Job |
Pull out every line below that contains the word "tail", copying each one unchanged.
— Begin Information supplied —
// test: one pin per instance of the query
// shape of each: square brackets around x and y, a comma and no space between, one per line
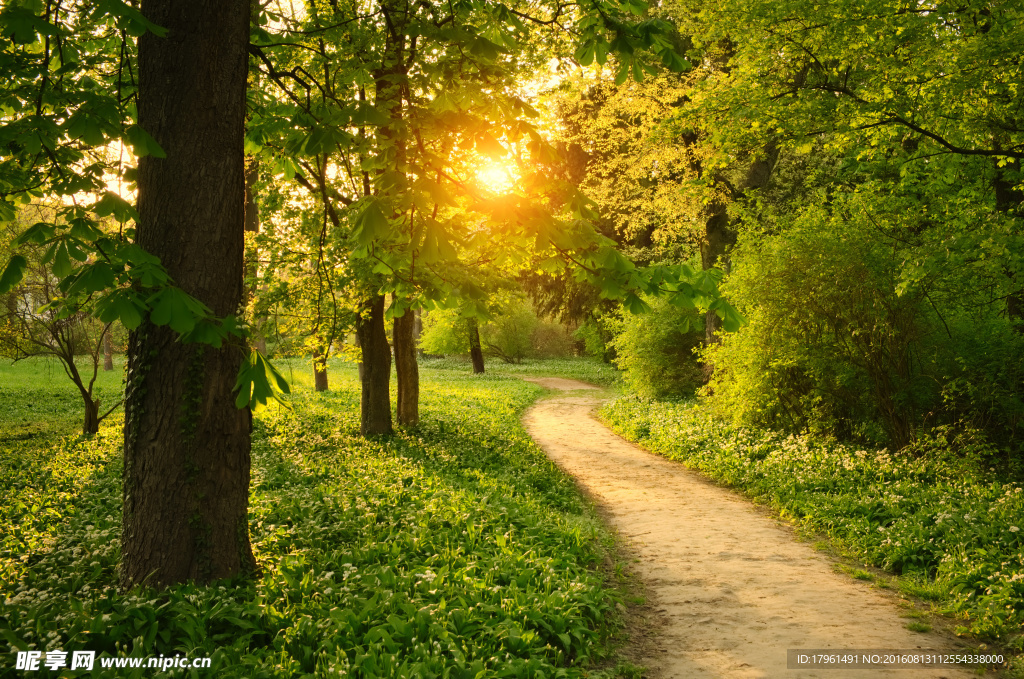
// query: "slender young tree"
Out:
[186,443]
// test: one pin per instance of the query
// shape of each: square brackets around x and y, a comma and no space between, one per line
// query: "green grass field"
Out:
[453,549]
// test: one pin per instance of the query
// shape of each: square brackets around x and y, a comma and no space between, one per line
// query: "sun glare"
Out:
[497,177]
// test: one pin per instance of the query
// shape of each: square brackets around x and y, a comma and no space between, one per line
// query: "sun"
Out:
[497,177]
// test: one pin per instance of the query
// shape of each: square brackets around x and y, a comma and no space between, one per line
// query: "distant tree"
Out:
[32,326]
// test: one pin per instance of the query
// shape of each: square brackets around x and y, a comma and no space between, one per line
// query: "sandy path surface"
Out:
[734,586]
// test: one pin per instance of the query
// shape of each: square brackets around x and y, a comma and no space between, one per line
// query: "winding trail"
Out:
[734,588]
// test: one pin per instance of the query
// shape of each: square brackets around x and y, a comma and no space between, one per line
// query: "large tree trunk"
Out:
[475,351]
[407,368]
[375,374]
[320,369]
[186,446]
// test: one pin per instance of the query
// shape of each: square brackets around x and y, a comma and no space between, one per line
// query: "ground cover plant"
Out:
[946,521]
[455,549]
— End Information supplied —
— Begin Information supplied —
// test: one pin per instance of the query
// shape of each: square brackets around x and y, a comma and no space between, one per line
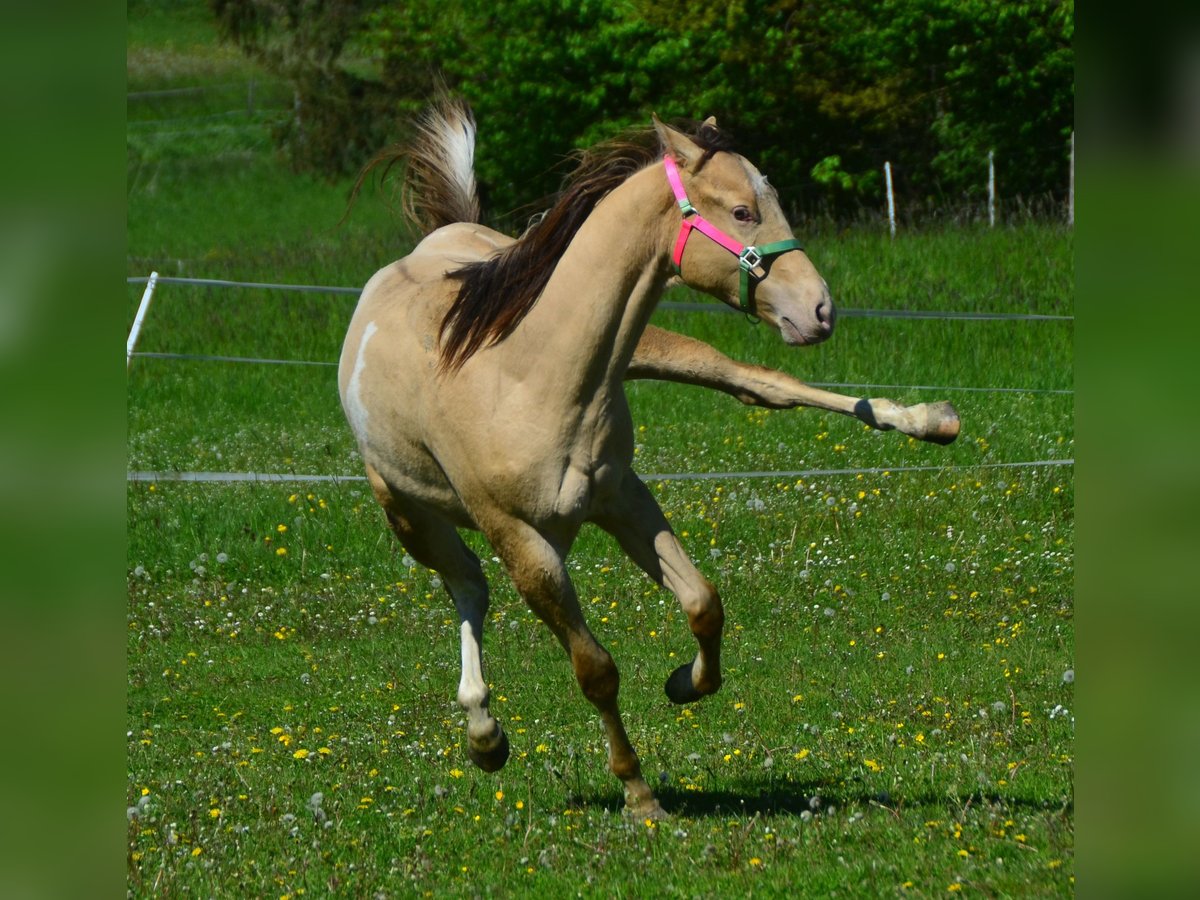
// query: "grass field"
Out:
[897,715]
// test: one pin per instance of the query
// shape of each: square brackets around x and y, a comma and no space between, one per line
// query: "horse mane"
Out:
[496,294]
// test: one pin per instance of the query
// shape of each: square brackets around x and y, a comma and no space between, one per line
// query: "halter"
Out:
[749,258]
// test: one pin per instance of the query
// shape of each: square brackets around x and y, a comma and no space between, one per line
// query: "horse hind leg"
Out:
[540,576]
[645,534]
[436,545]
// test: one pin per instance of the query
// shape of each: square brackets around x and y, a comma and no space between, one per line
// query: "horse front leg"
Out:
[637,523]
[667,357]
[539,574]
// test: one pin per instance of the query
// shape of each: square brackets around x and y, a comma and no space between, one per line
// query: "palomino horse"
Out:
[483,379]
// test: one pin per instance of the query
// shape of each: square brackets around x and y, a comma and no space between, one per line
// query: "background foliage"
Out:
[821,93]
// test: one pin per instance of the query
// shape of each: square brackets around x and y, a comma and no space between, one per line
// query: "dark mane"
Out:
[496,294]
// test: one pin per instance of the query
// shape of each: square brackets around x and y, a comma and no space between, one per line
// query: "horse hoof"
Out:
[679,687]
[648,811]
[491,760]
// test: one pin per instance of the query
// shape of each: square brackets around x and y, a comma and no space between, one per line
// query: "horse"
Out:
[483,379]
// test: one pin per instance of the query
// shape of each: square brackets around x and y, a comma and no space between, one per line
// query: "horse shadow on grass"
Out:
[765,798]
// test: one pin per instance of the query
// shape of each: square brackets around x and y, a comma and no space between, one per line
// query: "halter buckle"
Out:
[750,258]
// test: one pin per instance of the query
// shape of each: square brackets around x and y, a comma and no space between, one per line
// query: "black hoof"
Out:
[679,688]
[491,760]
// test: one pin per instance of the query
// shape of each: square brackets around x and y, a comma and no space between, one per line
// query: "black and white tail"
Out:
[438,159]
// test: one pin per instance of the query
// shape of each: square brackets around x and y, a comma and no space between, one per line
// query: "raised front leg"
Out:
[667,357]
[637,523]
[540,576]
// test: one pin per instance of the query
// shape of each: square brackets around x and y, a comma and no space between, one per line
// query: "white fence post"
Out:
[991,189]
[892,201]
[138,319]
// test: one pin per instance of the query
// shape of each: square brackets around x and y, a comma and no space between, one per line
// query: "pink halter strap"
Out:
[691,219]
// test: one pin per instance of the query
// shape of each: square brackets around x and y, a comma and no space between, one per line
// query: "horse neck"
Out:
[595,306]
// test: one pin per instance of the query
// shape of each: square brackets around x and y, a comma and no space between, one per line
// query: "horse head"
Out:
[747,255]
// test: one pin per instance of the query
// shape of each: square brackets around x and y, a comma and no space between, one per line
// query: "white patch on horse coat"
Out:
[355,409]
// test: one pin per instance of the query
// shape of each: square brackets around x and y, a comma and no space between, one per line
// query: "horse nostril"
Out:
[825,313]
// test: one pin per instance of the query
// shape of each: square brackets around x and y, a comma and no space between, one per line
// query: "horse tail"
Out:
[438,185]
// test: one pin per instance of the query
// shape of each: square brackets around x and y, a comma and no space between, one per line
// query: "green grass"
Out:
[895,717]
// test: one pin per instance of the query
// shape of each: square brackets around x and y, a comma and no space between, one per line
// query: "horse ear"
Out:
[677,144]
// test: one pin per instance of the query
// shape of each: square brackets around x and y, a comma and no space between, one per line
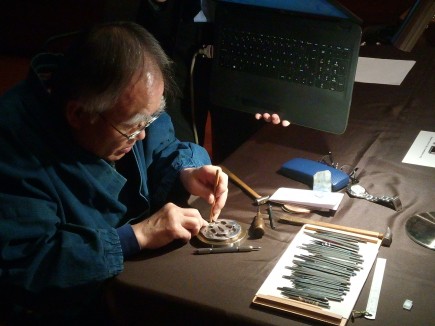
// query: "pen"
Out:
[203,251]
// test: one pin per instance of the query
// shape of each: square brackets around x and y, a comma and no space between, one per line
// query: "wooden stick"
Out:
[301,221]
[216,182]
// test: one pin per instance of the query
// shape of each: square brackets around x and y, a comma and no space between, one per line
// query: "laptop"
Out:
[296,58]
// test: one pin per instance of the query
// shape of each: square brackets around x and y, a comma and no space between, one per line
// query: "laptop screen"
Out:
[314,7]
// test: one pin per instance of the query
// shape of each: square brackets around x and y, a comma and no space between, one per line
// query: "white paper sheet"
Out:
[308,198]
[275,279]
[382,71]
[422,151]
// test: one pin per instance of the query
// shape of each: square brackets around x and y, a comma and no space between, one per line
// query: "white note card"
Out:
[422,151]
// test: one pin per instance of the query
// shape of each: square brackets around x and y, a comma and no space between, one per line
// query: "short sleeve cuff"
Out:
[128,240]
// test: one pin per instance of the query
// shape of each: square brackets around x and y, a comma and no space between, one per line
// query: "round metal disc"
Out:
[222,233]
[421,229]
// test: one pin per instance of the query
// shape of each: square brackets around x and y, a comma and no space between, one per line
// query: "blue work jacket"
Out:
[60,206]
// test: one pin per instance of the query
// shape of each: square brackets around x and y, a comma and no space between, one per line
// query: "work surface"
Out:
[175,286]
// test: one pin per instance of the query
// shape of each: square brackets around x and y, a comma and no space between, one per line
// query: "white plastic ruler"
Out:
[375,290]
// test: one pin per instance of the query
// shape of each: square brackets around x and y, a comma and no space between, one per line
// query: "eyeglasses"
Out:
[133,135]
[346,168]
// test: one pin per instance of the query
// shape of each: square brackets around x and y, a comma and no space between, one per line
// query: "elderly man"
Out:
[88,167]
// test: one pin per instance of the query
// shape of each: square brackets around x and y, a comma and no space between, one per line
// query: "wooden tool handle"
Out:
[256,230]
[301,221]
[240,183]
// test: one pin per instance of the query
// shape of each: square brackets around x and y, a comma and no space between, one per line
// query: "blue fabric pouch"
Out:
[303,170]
— End Information supplied —
— Begin Information supplied —
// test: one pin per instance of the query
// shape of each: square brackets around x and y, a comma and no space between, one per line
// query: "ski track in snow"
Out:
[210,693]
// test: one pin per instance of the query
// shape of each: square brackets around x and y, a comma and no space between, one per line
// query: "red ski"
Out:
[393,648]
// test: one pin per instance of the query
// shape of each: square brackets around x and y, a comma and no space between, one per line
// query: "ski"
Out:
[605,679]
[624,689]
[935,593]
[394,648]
— End Information supplied —
Result of the task |
// query: "black and white tail"
// query: "horse tail"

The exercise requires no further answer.